■ **Instructions to follow**: Rewrite the records below from the line containing "Tag the stage" through the last line, both included, keeping the requests. Shift every coordinate in the answers by adding 142 to each number.

(Extracted records)
============
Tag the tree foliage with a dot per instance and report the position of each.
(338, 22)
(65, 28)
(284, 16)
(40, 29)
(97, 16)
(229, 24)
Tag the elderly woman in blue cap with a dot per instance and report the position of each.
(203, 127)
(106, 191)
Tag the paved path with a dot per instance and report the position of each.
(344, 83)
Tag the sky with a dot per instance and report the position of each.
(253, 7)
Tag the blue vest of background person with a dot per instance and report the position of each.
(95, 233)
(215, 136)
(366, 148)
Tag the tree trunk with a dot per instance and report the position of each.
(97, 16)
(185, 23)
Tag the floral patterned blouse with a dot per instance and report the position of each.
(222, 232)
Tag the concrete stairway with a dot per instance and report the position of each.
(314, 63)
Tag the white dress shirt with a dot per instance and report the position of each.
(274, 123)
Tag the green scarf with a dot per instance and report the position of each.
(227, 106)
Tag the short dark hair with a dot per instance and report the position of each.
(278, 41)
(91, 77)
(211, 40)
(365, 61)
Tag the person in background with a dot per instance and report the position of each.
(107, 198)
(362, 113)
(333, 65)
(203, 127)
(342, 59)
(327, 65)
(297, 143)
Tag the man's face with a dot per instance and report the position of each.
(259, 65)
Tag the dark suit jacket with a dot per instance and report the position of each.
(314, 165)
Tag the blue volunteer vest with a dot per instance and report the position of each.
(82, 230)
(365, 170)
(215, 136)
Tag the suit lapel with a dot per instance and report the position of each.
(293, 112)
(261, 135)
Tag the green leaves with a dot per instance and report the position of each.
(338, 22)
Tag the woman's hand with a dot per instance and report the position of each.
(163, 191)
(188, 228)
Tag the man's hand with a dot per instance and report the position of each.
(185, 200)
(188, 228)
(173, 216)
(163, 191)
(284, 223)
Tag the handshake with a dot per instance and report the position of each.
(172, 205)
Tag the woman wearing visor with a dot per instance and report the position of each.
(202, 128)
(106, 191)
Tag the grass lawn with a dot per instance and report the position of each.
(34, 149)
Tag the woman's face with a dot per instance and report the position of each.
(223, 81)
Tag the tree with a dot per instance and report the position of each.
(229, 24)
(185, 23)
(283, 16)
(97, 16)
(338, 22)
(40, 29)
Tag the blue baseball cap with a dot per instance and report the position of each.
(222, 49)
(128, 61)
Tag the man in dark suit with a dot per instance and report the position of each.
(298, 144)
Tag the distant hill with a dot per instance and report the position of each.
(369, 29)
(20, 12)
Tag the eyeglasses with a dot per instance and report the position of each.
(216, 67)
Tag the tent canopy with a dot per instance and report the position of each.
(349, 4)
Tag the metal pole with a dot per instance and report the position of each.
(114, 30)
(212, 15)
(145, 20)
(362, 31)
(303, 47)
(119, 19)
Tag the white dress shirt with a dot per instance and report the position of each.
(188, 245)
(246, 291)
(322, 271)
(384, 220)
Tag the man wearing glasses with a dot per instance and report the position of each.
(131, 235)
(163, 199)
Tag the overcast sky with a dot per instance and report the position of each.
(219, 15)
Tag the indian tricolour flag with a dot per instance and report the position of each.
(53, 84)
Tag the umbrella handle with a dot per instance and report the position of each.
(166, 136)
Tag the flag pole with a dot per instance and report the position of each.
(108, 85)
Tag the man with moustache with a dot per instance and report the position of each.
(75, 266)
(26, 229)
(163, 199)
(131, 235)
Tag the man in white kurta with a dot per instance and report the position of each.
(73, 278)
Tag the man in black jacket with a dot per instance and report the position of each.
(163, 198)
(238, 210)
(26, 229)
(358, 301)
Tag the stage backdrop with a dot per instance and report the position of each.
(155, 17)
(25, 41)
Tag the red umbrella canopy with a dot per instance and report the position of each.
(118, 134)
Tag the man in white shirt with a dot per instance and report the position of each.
============
■ **Written solution**:
Tag the stage backdrop with a dot per instance and report the position of each.
(297, 159)
(167, 183)
Tag the red umbrella canopy with a dot per instance and report the position of each.
(260, 276)
Tag the man in white shirt with a dot per instance and report the position of each.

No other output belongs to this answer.